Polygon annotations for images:
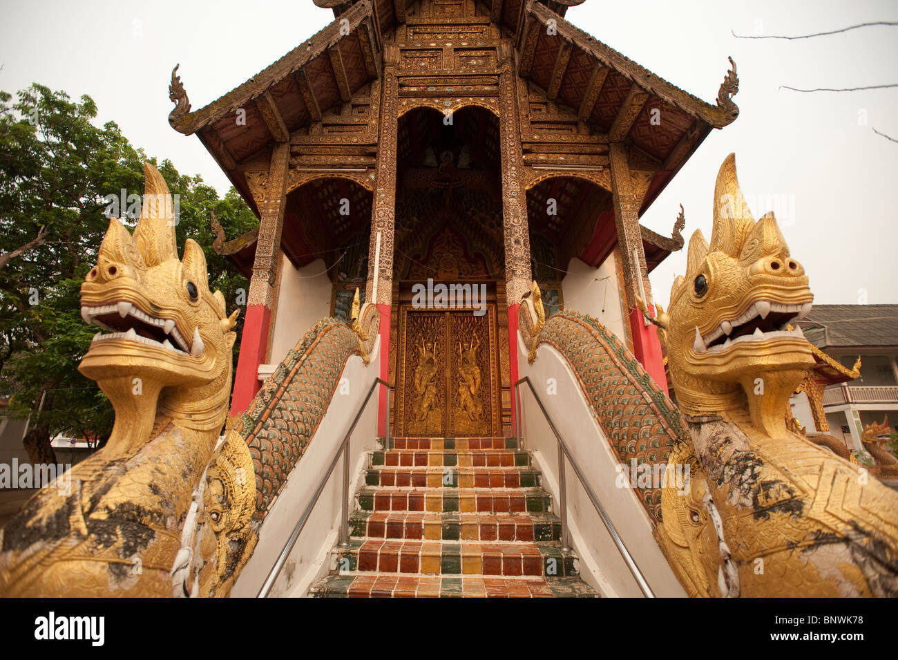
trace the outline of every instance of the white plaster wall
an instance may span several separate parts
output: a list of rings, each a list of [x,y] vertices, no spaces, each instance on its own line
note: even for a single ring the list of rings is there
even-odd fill
[[[312,501],[312,497],[330,467],[337,447],[349,430],[352,419],[365,400],[372,381],[379,374],[378,337],[374,341],[368,366],[357,356],[353,356],[347,361],[340,377],[348,379],[348,393],[340,394],[338,387],[305,453],[290,473],[284,489],[271,505],[265,522],[259,530],[259,542],[252,557],[243,567],[231,591],[232,597],[254,597],[259,592],[293,533],[300,515]],[[377,401],[378,391],[375,390],[353,431],[349,444],[348,505],[350,515],[356,491],[362,485],[364,469],[368,462],[367,453],[377,444]],[[270,596],[305,596],[309,586],[330,569],[331,550],[337,544],[340,524],[342,488],[343,463],[340,458],[287,558]]]
[[[326,268],[324,260],[321,259],[301,268],[295,268],[290,260],[281,252],[280,284],[269,364],[279,365],[309,328],[330,315],[333,285],[324,272]]]
[[[656,596],[685,597],[680,583],[652,536],[652,523],[632,488],[615,485],[618,459],[599,426],[592,407],[580,390],[567,360],[552,347],[541,345],[537,358],[527,364],[520,333],[520,375],[530,376],[549,414],[565,439],[590,487],[599,498],[637,566]],[[554,378],[557,393],[546,393]],[[530,389],[521,389],[524,446],[534,450],[543,474],[543,484],[552,493],[552,507],[559,514],[558,443],[533,400]],[[571,544],[580,558],[584,580],[604,595],[640,597],[642,592],[621,557],[592,501],[569,462],[565,469]],[[560,517],[560,516],[559,516]]]
[[[598,319],[626,346],[624,318],[621,306],[621,287],[613,252],[597,268],[575,257],[568,264],[568,275],[561,280],[565,309]]]

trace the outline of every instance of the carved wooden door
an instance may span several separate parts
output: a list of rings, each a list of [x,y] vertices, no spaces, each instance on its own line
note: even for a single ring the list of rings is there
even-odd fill
[[[400,308],[396,435],[500,436],[496,306]]]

| Direction |
Please put the material into a Markdown table with the columns Row and Material line, starting at the line that has "trace the outline of every instance of the carved" and stopping after the final line of the material. Leave out any blank lines.

| Output for this task |
| Row | Material line |
|---|---|
| 1 | trace the outline of every instance of the carved wooden door |
| 2 | an instance may span several separate parts |
| 3 | output: a list of rings, each a list of [x,y] vertices, no spaces, each instance on its own line |
| 4 | note: even for a single ring the list of rings is there |
| 5 | even-odd fill |
| 6 | [[[400,308],[396,435],[500,436],[496,306]]] |